▶ **THINGS TO DO**
1: Using the court opinion, answer each question:
(a) On what date did the plaintiff file the forcible detainer action?
(b) On what date was the case heard on its merits?
(c) When did the constitutional amendment abolishing the Justice of the Peace courts take effect?
2: Resume the court opinion on the forcible detainer case, writing on from its final sentence.

▶ **EXTRACTED TEXT**
--

Appeal from Circuit Court of Cook County, District 2 of the Municipal Department; the Hon. PETER BAKAKOS, Justice of Peace; DONALD H. HAIDER, and JOHN W. DAMISICH, Magistrates, presiding. Affirmed.


On December 26, 1963 plaintiff filed this forcible detainer action before a Justice of the Peace of New Trier Township (Cook County). Summons, which was duly served on defendant, was returnable January 2, 1964. After hearings on various preliminary questions raised by defendant, the case was heard on its merits on May 8, 1964, and a judgment restoring plaintiff to possession was entered that day by a Magistrate of District 2 of the Municipal Department, Circuit Court of Cook County. Defendant has appealed from this judgment.

By a careful reading of defendant's brief, reply brief, and abstract of record, and by cutting through a mass of obfuscatory, dilatory arguments which border on the contumacious, we ascertain defendant's contentions to be:

The Justice of the Peace courts were abolished by amendment of the constitution, effective January 1, 1964.

--

▶ **DATA SUPPLIED**
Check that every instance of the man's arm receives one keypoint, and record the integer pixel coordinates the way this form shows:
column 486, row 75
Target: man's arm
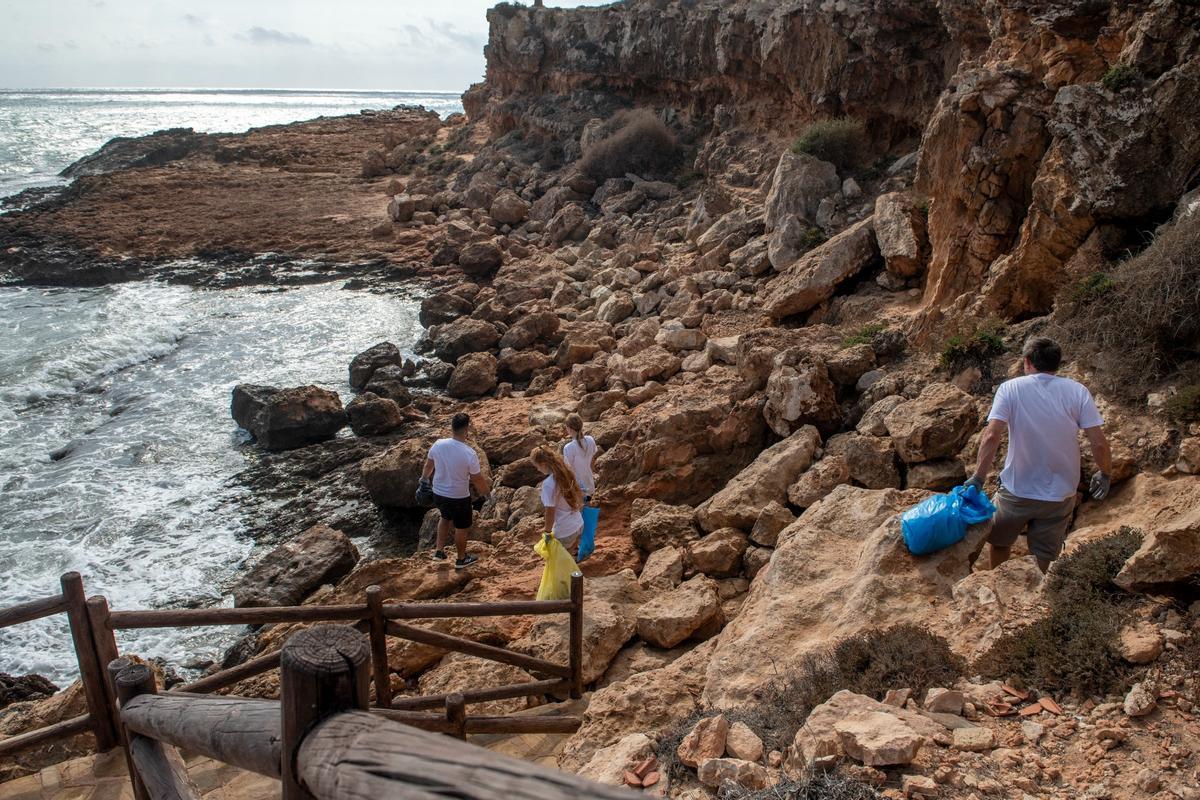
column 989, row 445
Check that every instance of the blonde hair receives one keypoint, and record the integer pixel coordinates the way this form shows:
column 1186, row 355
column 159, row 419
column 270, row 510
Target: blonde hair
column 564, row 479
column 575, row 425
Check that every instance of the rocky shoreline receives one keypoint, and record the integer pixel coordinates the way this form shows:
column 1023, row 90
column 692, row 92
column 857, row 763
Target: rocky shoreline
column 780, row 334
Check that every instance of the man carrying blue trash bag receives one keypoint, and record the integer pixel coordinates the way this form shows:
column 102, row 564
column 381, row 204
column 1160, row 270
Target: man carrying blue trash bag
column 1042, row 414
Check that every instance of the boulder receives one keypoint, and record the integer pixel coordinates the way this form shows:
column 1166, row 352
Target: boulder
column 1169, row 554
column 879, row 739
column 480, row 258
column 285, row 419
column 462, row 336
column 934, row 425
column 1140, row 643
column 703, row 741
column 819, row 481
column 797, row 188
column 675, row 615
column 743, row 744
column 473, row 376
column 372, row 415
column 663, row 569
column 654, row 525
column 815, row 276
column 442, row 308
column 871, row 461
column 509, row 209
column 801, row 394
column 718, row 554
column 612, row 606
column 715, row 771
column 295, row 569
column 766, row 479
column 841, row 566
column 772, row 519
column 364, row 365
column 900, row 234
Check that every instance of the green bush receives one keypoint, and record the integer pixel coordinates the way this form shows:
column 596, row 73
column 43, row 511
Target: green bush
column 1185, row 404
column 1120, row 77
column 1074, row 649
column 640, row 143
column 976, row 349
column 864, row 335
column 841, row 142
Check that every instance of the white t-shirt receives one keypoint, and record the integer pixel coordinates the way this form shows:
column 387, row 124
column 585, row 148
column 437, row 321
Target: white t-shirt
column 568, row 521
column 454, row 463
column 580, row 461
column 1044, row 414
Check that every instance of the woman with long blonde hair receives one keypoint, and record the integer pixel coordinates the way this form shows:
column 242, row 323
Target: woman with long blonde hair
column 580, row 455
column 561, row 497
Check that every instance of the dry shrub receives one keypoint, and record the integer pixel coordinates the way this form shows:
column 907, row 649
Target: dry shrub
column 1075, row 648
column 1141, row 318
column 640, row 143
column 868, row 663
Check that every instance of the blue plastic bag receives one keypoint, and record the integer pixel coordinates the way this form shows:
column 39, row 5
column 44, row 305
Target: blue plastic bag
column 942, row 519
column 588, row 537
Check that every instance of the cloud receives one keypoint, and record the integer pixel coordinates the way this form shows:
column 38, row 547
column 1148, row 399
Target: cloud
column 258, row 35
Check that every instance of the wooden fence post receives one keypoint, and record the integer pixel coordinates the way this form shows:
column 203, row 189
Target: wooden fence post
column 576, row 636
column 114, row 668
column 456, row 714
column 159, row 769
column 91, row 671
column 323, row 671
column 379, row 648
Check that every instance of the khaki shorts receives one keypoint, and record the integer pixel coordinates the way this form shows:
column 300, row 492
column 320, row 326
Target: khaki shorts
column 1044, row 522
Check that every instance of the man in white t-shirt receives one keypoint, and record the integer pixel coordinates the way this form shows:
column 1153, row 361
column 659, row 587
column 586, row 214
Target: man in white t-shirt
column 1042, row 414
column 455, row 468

--

▶ **EXPECTED RESULTS**
1:
(a) December 26, 1963
(b) May 8, 1964
(c) January 1, 1964

2:
Thereafter, throughout the pendency and trial of this case, and at the time of entry of the judgment, there was no duly constituted successor court with authority to determine the case.

No rules or orders had been published by any purported successor court relating to the docketing of cases, their assignment or trial.

The Presiding Judge of District 2 of the Municipal Department, Circuit Court of Cook County had no authority to transfer this case from one magistrate to another for trial.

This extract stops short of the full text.